Ms. McArthur pointed out that the Account Processing Fee Strategy Alternative impact on the 2000 Budget noted as "none" in her memorandum should have been identified as $420,000.
Commissioner Bartel said that he recalled the Telecom positions referred to by Mr. Varner were to be filled by contractors, not EWEB employees. Mr. Berggren said that the positions were included as employees in the budget and that filling them through contracts continued to be an option.
Commissioner Bishop stated she was concerned that the words "Majority indicated OK to move forward" used in the memorandum regarding Financial Strategies did not provide differentiation between whether the Board had voted to approve a strategy or only informally reached consensus to move forward. She said she hoped strategies would not be instituted until the Board had taken positions on them. Mr. Berggren agreed that there had often not been a formal vote taken on approving a strategy. He said none would automatically be included in the Budget until it was reconsidered.

REQUIRED WORK
1 - Quote the meeting minutes verbatim between "Commissioner Bishop stated" and "it was reconsidered.", inclusive.
2 - In the meeting minutes, what figure does Ms. McArthur say should have been given for the Account Processing Fee Strategy Alternative's impact on the 2000 Budget?

RAW DATA
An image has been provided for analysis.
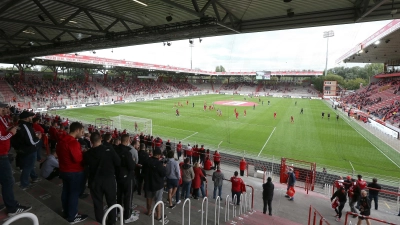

EXERCISE RESPONSES
1 -
Commissioner Bishop stated she was concerned that the words "Majority indicated OK to move forward" used in the memorandum regarding Financial Strategies did not provide differentiation between whether the Board had voted to approve a strategy or only informally reached consensus to move forward. She said she hoped strategies would not be instituted until the Board had taken positions on them. Mr. Berggren agreed that there had often not been a formal vote taken on approving a strategy. He said none would automatically be included in the Budget until it was reconsidered.

2 - $420,000